I? not I! He! He! HIM! (akm), Monday, 21 August 2023 16:59 (two years ago)

caught the aftermath of this; headed down here to catch a movie at 8pm last night and the entire outdoor mall was roped off and swarming with more police than I have ever seen anywhere. if I'd bothered to look at nextdoor (or, apparently, twitter, which I can't look at now since I deleted my account) before we left I wouldn't have bothered.

https://www.sfgate.com/news/bayarea/article/one-person-stabbed-during-civil-unrest-at-bay-18333550.php

I? not I! He! He! HIM! (akm), Monday, 28 August 2023 13:11 (two years ago)

(article makes this sound less awful than what I heard from people who were there, which was that it was basically a riot involving up to 400 kids...people in the movie theater were evacuated when someone came in and said "there is a massive fight happening, everyone has to leave now"...and people were like "why are you sending us out into a fight?" though apparently this fight also spilled over into the theaters themselves)

I? not I! He! He! HIM! (akm), Monday, 28 August 2023 13:14 (two years ago)

there wasn't even any looting????

sarahell, Wednesday, 30 August 2023 04:21 (two years ago)

there was apparently a fair amount of small theft in bay street and then further theft after the principals moved over to target in emeryville, where apparently they were riding bikes all over the store. but it seemed more like...terrorizing people

a gun went off at bay street and then a girl got stabbed in the neck, haven't heard any update on her condition. Kamilah Priforce, quickly becoming one of my least favorite local politicians, is all over nextdoor talking about the pain these kids are in. I'm like, I saw these kids, they did not look like they were in pain. they were having fun.

I? not I! He! He! HIM! (akm), Wednesday, 30 August 2023 14:30 (two years ago)

EXERCISE INSTRUCTIONS
1/ Can you extract the portion of the forum thread about the Bay Street fight starting with "I? not I! He! He! HIM! (akm), Monday, 21" and going on through "13:11 (two years ago)", copying it word for word?
2/ Could you write what comes next in the forum thread about the Bay Street fight, picking up right after its final post?

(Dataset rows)
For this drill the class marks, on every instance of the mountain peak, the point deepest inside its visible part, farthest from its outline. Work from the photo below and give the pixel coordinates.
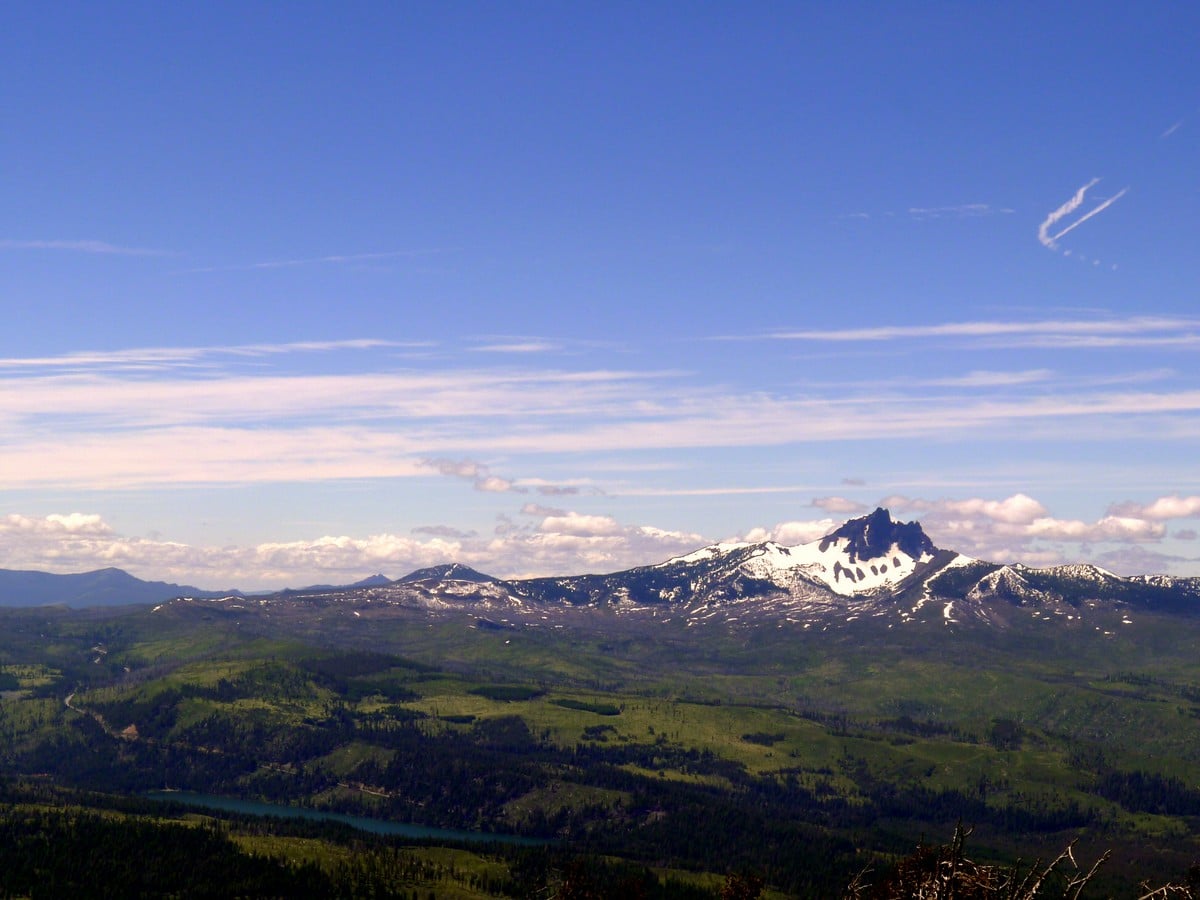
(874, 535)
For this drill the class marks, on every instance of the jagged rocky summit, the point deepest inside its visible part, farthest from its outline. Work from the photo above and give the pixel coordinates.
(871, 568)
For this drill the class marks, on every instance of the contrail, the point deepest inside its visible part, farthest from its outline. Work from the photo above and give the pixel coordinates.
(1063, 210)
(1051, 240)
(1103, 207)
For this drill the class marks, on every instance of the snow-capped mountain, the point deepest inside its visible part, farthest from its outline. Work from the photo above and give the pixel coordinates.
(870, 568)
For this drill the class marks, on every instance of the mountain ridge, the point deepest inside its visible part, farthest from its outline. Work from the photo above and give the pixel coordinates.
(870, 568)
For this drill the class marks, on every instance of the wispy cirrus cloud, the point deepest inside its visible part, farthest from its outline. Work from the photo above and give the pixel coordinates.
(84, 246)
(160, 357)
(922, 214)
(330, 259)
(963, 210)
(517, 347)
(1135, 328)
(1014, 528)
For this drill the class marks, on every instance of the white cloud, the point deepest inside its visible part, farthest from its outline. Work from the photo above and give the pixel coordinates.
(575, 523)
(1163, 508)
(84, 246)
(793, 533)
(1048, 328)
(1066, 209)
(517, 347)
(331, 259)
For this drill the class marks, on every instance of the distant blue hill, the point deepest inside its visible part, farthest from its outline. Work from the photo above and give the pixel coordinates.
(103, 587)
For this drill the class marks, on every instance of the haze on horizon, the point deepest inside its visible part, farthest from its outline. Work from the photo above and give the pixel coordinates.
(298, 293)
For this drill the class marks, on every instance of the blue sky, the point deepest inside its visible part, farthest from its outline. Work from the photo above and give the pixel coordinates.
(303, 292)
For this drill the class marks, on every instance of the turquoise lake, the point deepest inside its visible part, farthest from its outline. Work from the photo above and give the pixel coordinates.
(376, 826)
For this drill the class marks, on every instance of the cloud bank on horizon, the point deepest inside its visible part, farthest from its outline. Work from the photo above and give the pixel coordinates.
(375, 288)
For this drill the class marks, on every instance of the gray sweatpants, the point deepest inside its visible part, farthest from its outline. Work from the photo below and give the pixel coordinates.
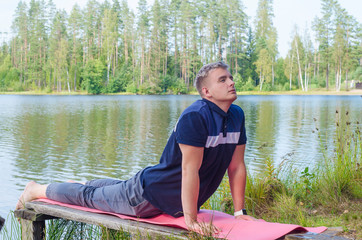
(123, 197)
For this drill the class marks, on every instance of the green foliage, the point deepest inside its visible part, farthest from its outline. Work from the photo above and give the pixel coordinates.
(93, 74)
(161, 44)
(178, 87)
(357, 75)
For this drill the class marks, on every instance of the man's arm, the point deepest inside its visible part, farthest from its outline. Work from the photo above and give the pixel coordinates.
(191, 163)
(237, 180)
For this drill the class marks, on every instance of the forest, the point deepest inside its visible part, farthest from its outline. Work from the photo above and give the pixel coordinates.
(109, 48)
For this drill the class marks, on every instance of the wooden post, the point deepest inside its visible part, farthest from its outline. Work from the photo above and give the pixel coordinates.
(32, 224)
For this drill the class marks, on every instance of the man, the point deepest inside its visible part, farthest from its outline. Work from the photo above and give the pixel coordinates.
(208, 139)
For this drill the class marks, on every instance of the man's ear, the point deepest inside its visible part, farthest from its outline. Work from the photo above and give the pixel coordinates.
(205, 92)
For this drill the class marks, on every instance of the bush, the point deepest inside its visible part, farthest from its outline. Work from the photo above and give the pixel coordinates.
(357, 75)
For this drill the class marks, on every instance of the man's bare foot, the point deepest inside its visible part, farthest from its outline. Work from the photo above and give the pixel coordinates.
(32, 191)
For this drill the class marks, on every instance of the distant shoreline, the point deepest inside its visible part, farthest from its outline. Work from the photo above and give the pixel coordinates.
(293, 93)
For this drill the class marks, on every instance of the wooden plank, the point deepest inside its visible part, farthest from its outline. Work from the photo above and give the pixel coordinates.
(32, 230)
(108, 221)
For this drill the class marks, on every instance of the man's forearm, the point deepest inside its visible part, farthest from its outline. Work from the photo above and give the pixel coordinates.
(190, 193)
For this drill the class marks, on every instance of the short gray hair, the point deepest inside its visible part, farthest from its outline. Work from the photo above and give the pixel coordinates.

RESULTS FOR THE EXERCISE
1/
I? not I! He! He! HIM! (akm), Monday, 21 August 2023 16:59 (two years ago)

caught the aftermath of this; headed down here to catch a movie at 8pm last night and the entire outdoor mall was roped off and swarming with more police than I have ever seen anywhere. if I'd bothered to look at nextdoor (or, apparently, twitter, which I can't look at now since I deleted my account) before we left I wouldn't have bothered.

https://www.sfgate.com/news/bayarea/article/one-person-stabbed-during-civil-unrest-at-bay-18333550.php

I? not I! He! He! HIM! (akm), Monday, 28 August 2023 13:11 (two years ago)

2/
7). Bay Street has been the target of looting, violence and massive brawls mostly by unaccompanied juveniles. Are there any programs, policies or technologies you would consider exploring to deter this behavior that ultimately hurts Emeryville and the resident amenity and retail tax revenue this shopping center generates for the city’s general fund?

As I have mentioned in the League of Women Voters candidate forum, they are kids, our babies, and often there is a racial component wherein a group of predominantly Black and Brown children are viewed and treated differently than a gaggle of White children.

However, they still pose an issue, and social disturbances should not be allowed to continue unabated.

I’ve discussed this issue with a current councilmember and they stressed that Emeryville residents would not be open to surveillance that infringes on their privacy rights. I see their point; however, there are things we can still do.

I strongly support additional security cameras subsidized by the city in places where there are crimes, violent and nonviolent, and that includes the kids at Bay Street mall.

I have scheduled a Safety-Action Community Forum at Bay Street mall for October 28th, 2022 wherein matters like these are discussed and I will introduce the idea of a reporting system wherein facial recognition is used to identify participants involved disturbing events at places like Bay Street, and if they happen to be minors, their schools are alerted to their behaviors almost instantly.

As it relates to privacy, as long as those being recorded have access to their data, we can create a system that is humane but precise in its responsiveness in addition to preventing other crimes like child sex trafficking.

I strongly support additional security cameras subsidized by the city in places where there are crimes, violent and nonviolent, and that includes our young people at Bay Street mall.

https://evilleeye.com/news-commentary/2022-emeryville-city-council-candidate-questionnaire-north-hollis-resident-kalimah-priforce/

Guayaquil (eephus!), Wednesday, 30 August 2023 15:05 (two years ago)

So many red flags there..

beard papa, Wednesday, 30 August 2023 16:31 (two years ago)

definitely a bunch of child sex trafficking will be prevented ... I mean, isn't that why people go to Bay St ... to engage in child sex trafficking? It's not really about Ikea and the Apple Store and I forget what else is there ... also ugh at "our babies" ... it bothers me because it's this very binary way of responding/viewing behavior that is actually more complex & nuanced. They are not "babies" ... they have agency and are capable of doing fucked up shit.

sarahell, Wednesday, 30 August 2023 17:07 (two years ago)

those are a bunch of absurd solutions. the real solution is have the cops actually detain people when they break the law. one person witnessed a cop watch one teen beat another one senseless, he never intervened, never crossed the street, just stood there watching. no one was arrested after this fracas.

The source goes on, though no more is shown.